▸ Goal
Can you rewrite every line from the one containing "TARGET = sky" down through the end of the records, leaving the other lines as they are but scaling each point coordinate by 2.15 and rounding it to a whole number, with halves rounded up?

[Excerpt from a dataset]
** START **
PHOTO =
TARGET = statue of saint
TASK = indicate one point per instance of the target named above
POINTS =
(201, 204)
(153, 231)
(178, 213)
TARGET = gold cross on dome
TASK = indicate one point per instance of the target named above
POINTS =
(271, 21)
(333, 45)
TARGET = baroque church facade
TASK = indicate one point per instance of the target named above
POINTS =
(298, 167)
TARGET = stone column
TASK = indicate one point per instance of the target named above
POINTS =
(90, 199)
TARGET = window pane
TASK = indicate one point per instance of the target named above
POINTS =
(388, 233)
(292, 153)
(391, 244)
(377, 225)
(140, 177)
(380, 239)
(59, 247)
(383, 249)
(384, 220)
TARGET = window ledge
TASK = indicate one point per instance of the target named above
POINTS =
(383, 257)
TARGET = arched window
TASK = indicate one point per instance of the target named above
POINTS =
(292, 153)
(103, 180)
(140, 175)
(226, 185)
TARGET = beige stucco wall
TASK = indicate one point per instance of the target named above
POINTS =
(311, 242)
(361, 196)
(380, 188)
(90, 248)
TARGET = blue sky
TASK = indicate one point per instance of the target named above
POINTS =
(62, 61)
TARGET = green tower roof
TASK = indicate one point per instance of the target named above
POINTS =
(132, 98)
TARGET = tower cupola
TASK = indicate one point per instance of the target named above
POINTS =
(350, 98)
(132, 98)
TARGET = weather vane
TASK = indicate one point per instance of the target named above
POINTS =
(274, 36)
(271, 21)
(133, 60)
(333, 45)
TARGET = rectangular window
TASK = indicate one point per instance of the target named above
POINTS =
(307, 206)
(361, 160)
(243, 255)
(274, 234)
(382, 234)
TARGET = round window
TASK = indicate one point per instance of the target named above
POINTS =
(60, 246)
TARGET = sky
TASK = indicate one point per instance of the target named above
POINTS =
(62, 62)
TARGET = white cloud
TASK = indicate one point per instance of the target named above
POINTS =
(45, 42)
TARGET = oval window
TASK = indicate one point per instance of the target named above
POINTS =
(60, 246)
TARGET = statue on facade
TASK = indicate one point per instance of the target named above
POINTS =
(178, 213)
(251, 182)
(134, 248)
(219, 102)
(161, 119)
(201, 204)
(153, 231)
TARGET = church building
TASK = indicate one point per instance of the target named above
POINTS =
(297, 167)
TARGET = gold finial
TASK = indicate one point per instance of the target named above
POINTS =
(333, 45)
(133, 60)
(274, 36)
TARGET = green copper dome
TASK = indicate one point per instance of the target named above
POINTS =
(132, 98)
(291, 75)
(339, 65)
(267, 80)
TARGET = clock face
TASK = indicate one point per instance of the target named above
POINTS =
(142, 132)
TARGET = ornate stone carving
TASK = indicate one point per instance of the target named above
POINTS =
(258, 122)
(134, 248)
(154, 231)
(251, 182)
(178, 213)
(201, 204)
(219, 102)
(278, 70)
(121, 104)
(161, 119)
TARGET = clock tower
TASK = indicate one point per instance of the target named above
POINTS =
** END **
▸ Written solution
TARGET = sky
TASK = indicate one point per instance of the target named above
POINTS =
(133, 133)
TARGET = white cloud
TASK = indicate one point per instance of the target named above
POINTS =
(97, 90)
TARGET = oval window
TASK = indicate one point per instance of the target named above
POINTS =
(129, 529)
TARGET = statue on facade
TASK = indicate one point per instance of the target named above
POINTS =
(383, 458)
(540, 391)
(288, 533)
(471, 219)
(346, 256)
(432, 439)
(329, 497)
TARGET = church building
TASK = indicate one point per instance of the target named above
POINTS =
(639, 359)
TARGET = gold finial
TASK = indicate one point per instance of the target named above
POINTS =
(716, 97)
(286, 129)
(589, 77)
TARGET = green copper dome
TASK = indicate one point per instance of the target named above
POINTS =
(284, 211)
(626, 161)
(729, 140)
(574, 172)
TARGET = clock face
TASK = indicate one point per instance of the target named above
POINTS =
(305, 284)
TARGET = ornate stone carving
TASK = indicate one point per instance of the target named above
POINTS =
(555, 262)
(288, 533)
(331, 497)
(540, 391)
(383, 458)
(432, 439)
(471, 219)
(598, 151)
(260, 224)
(346, 256)
TARGET = clock tower
TASK = indicate one point per instance of the target named above
POINTS =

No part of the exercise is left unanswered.